▶ TASK BRIEF
Gather each line from the records below that contains the string "deer". Case counts.

━━━ PROVIDED RECORDS

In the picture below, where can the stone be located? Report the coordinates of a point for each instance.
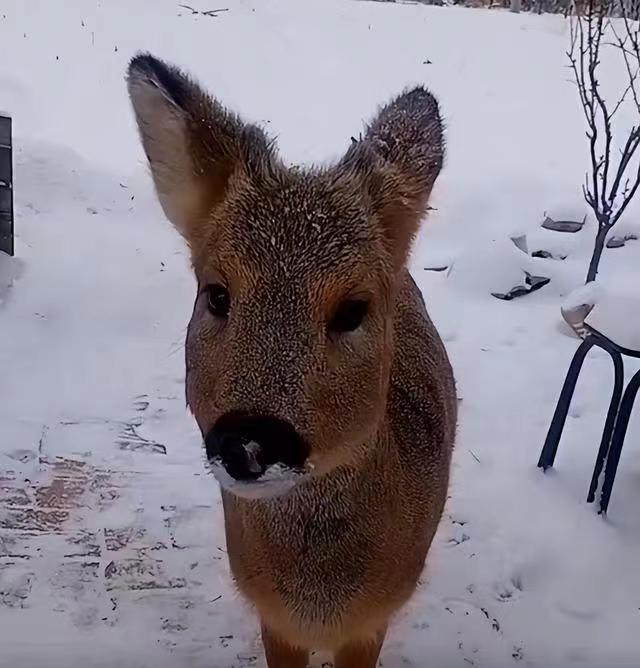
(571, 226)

━━━━━━
━━━ PROVIDED RECORDS

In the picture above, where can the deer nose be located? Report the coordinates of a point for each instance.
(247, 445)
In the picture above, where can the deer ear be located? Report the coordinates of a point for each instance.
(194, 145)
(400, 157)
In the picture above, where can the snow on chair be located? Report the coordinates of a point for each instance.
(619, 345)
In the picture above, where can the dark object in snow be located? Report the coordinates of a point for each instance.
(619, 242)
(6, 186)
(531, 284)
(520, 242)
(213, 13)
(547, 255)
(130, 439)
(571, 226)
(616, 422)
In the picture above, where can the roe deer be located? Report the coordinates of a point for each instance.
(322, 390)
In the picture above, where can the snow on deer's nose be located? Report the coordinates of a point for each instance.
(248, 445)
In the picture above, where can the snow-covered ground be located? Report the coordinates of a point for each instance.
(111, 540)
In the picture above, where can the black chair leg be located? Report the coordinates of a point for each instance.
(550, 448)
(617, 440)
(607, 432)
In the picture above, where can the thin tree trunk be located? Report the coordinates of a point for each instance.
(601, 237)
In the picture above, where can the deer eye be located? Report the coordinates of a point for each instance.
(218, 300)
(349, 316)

━━━━━━

▶ OUTPUT FOR THIS EXERCISE
In the picture above, where can the deer nose be located? Report the coordinates of a point for each instance.
In the picture above, where can the deer ear be located? Report the coordinates of a point for each instance.
In the picture above, where can the roe deer be located? Report the coordinates of a point for each instance.
In the picture above, where can the snow on deer's nose be located? Report the coordinates of a point for each instance.
In the picture above, where can the deer eye be located? Report the coordinates of a point for each instance.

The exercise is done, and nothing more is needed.